Task prompt:
Copy the data below in full, swapping each "thickest part" for "widest part" and keeping everything else the same.

Location identification data
/---

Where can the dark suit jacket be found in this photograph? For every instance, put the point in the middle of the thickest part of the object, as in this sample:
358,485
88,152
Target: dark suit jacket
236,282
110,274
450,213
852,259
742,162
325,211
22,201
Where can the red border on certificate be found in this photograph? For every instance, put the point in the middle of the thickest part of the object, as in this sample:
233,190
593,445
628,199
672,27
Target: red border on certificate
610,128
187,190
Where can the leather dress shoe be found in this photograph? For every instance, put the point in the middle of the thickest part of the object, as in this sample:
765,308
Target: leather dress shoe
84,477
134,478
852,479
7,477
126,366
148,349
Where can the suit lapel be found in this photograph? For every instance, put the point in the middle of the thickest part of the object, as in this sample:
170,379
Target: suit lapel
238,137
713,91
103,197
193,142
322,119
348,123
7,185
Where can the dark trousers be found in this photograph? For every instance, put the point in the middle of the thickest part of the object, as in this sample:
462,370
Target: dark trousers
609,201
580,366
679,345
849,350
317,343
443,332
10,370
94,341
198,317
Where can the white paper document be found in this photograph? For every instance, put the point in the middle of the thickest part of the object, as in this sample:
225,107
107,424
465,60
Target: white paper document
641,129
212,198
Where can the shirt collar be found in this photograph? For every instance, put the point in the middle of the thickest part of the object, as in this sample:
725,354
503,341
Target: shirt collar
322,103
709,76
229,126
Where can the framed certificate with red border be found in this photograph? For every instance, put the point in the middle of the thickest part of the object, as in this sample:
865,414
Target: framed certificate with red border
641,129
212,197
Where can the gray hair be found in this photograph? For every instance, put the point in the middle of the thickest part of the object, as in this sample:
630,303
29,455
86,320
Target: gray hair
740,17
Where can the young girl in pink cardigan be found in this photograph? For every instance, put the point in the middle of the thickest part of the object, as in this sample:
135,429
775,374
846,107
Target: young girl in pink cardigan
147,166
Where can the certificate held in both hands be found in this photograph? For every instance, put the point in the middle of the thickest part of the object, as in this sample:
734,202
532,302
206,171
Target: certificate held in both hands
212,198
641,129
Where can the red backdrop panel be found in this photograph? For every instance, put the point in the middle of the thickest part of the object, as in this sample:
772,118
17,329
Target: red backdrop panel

\---

Full answer:
Where can the dark suit jacket be found in this photograph? For every instance, put the point in the middle of the widest part of the object, as in this sample:
358,485
88,152
Target: dark suit jacket
236,282
110,274
450,213
852,259
742,162
325,211
22,201
Where can the red border on certificate be found in this photograph? For every instance, put the point in the middle of the widest part of the object, as in this sample:
233,190
593,445
628,199
672,27
Target: red border on certificate
610,128
187,190
Where can the leather dress shoe be found in this photograph? For every instance, put the point in the middle of the widest part of the object, as in this sample:
765,308
Target: leather dress shoe
84,477
134,478
852,479
7,477
126,366
148,349
Where can the suit lapel be found in this photograph? For every instance, put the point in the middle of the widest part of the object, as in this sample:
170,379
Target: suit lapel
238,137
713,91
103,197
193,142
322,119
348,123
7,185
Where can the dark trousers be found in this photograph? For every instance, put the point in the middle of the widest part of the object, as in this sample:
462,370
Target: dark trousers
609,201
580,366
679,345
849,350
317,343
443,332
10,370
94,341
198,317
Where can the white paper document be found in this photograph? For every instance, put the point in the middle of the widest part of the object, as in this sample:
225,107
107,424
465,60
Target: white paper document
641,129
212,198
Where can the shirt collar be found in this photograph? For every instance, put the point in the middle of the widest part of the object, as in this sample:
725,354
503,341
Target: shirt collar
322,103
709,76
229,126
Where can the framed certificate with red border be found in this photograph? For every instance, put the point in the middle of the widest part of the object, as in this sample:
865,414
Target: framed certificate with red border
641,129
212,197
Where can the gray hair be found in this photograph? For every instance, put the point in the middle of the widest part of the object, as in this sample:
630,303
29,455
86,320
Target: gray hair
740,17
Where can the young girl in pink cardigan be found in this photograph? For every instance, put the point in the middle of the widest part of the object, as in this sample:
135,429
775,374
846,107
Target: young girl in pink cardigan
147,166
Where can the certificate held in both hands be found in this photograph? For every instance, put the point in the middle of the widest part of the object, as in this sample:
734,202
532,302
206,171
Target: certificate held in both hands
212,198
641,129
Where can the red backdrop panel be found in this photograph? For every instance, put the point in the middle of the widest part of the object, as in this sample:
772,118
17,329
Target: red backdrop panel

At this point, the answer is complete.